EXTRACTED MATERIAL>
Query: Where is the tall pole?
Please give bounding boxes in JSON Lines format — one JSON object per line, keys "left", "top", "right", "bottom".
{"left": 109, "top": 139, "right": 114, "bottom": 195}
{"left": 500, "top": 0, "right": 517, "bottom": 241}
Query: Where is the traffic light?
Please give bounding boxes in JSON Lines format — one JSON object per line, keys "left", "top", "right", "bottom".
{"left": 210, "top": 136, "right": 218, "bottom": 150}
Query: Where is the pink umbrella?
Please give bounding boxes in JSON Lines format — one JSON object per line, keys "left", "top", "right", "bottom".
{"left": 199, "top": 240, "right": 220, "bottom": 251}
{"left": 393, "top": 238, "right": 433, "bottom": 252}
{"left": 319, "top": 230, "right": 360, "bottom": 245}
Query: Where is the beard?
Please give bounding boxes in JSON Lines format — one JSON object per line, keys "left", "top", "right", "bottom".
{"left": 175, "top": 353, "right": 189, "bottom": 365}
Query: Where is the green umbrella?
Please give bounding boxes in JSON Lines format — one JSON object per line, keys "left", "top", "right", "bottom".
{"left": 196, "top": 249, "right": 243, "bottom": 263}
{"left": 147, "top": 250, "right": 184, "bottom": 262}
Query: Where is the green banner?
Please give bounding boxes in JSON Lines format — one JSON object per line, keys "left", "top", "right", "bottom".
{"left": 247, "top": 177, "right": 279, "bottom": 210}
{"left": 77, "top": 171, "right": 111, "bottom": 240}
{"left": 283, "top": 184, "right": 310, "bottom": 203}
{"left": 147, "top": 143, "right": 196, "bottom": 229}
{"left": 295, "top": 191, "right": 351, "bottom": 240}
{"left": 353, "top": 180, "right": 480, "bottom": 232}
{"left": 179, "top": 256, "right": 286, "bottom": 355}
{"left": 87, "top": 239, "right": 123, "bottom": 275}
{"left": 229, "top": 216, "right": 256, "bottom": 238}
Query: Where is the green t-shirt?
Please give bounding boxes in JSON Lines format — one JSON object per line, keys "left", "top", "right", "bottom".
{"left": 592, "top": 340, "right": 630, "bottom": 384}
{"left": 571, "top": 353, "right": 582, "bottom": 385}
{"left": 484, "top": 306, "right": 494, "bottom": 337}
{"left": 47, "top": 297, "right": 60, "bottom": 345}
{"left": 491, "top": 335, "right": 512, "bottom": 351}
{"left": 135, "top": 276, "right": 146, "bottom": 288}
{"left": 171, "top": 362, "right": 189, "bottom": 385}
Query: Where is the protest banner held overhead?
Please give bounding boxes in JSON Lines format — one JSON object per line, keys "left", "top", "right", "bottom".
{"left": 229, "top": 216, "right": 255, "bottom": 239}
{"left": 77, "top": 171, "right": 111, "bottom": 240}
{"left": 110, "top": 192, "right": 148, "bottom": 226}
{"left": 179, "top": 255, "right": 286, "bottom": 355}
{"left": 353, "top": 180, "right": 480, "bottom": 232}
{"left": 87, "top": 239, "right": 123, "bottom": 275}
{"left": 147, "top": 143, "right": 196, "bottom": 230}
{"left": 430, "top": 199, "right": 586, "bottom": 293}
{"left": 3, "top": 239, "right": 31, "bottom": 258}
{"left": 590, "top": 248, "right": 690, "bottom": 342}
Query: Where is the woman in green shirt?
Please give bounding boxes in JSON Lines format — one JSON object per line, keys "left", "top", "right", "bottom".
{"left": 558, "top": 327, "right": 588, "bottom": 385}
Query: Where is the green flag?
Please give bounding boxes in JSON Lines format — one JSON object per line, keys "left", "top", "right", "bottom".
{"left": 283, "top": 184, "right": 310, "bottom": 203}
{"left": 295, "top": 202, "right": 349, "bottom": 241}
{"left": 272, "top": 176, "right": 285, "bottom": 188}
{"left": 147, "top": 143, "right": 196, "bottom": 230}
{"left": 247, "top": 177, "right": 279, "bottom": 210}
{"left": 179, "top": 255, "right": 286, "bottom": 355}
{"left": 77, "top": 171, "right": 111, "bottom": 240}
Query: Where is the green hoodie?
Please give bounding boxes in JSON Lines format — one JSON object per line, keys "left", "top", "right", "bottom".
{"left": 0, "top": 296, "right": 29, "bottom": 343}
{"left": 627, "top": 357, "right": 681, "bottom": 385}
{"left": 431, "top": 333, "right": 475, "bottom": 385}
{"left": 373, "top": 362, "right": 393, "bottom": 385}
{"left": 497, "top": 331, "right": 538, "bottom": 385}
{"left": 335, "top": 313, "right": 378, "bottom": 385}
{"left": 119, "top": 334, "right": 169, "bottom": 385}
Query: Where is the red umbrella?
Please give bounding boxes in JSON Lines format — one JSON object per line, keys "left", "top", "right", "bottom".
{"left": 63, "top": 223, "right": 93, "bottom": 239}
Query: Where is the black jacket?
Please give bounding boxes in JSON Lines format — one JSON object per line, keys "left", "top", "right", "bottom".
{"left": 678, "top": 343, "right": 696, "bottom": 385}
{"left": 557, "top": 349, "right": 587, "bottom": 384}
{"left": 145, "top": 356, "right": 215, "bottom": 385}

EXERCISE INSTRUCTIONS> For the string "green", show each line of the listing where it appears.

SOLVED EXERCISE>
Query: Where is the green umbrella?
Query: Where is the green banner?
Query: Where is the green t-shirt?
Query: Where is the woman in green shirt?
Query: Where is the green flag?
Query: Where is the green hoodie?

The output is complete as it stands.